§ **TASK**
Could you print all the entries exactly?

Point placement records:

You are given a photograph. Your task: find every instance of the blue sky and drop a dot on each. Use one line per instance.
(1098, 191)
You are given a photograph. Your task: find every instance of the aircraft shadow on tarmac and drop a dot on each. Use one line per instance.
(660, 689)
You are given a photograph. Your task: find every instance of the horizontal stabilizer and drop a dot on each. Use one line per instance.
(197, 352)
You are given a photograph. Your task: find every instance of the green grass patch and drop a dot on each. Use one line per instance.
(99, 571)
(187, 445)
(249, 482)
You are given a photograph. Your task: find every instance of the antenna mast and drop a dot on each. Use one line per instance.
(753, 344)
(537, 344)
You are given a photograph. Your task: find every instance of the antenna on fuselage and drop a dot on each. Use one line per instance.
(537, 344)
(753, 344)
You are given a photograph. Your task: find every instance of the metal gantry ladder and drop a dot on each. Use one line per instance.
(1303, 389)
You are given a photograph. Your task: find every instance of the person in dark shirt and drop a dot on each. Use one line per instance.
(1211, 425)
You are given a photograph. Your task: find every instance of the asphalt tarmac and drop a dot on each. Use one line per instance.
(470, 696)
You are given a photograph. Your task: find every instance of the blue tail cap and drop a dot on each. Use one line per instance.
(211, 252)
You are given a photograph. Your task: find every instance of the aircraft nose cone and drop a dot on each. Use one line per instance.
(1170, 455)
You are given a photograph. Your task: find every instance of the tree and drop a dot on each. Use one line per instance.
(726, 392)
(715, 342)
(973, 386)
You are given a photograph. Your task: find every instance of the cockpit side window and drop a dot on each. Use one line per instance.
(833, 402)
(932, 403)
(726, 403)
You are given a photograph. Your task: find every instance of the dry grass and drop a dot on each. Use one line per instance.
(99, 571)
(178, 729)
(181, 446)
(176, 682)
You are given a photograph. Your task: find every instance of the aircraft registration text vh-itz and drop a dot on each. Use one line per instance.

§ **THE RESPONSE**
You are given a photograph. Your task: find every instance of the blue sky and drop a dot on each. Use one line per instance.
(1098, 191)
You are given a photograph. Your task: find every instance of the aircraft shadow on tarmac and drop a dot on each. Use one line per instance.
(660, 689)
You are given a photograph. Your task: find every instance of the horizontal stabilizer and drop a dot on each. Use one line per instance.
(197, 352)
You are given a photograph. Your task: find every instance of the green grass patch and drop a dot on each. Use one line per instance.
(99, 571)
(187, 445)
(249, 482)
You are given a photograph. Your task: find every instance of the antenna mast and drop a dot on each. Use one line per instance.
(753, 344)
(537, 344)
You are given a photograph. Your task: find every instance of the antenna on fuselage and drop a dot on each. Use one line per instance.
(537, 344)
(753, 344)
You are given a photograph. Your task: find every instance of the metal gantry ladder and drop a dot on each. Use one line per instance.
(1303, 389)
You are given a photograph. Your task: find every instance of the person in dark shirt and drop a dot on each. Use one line per instance.
(1211, 425)
You are given a photograph. Your task: find every instance of the asphalt tarmac and drop a dot on each. Use one line per instance.
(470, 696)
You are given a photograph. Your task: find every instance of the blue tail cap and drop a dot on each. Use one line per instance.
(211, 252)
You are given a photograph. Your task: find every instance of the aircraft nose cone and drop a dot on each. Use one line per instance.
(1170, 455)
You are given a photograph. Your task: find every instance of the tree and drop a dot on each. Use one line per instance.
(726, 392)
(715, 342)
(973, 386)
You are given a photograph. Your task: find every instance of the cockpit side window and drop a dot on each. Use one line per instance.
(833, 402)
(932, 403)
(726, 403)
You are given a photograph. Your task: find every instance of the dry grass and drop a dot on each. Use one line per instance.
(99, 571)
(178, 729)
(181, 446)
(176, 682)
You are given a photograph. Your task: find every instance of the aircraft registration text vh-itz and drop a dot on each. Use one line per instance.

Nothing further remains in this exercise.